* _GOAL_
Please list every line in the listing below that contains the string "Target", copying each such line in full. Case counts.

* _DATA FOR THIS TASK_
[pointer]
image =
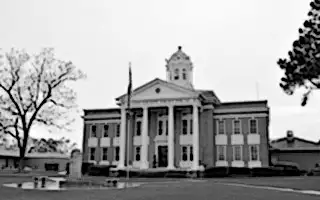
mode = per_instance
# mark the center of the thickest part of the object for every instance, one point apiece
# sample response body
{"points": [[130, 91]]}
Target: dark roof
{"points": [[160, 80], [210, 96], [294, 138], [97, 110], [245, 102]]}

...

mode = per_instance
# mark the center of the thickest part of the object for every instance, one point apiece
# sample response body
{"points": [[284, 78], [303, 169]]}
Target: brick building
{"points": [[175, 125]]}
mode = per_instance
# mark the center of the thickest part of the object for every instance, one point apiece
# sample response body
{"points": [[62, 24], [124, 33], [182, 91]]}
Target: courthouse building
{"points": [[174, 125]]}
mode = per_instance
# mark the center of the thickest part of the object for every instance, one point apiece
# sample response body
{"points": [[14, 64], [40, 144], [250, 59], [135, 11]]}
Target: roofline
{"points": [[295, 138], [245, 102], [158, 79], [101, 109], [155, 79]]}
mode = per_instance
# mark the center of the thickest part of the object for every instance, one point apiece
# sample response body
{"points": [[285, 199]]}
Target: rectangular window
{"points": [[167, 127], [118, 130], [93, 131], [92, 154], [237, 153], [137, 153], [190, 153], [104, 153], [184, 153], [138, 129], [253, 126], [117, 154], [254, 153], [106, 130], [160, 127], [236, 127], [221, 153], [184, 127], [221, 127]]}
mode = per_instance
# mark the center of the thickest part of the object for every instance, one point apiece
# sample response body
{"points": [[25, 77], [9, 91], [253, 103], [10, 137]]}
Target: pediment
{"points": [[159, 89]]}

* _RESULT OF THIS TASK_
Target: dark roof
Target: brick building
Target: courthouse building
Target: roofline
Target: rectangular window
Target: pediment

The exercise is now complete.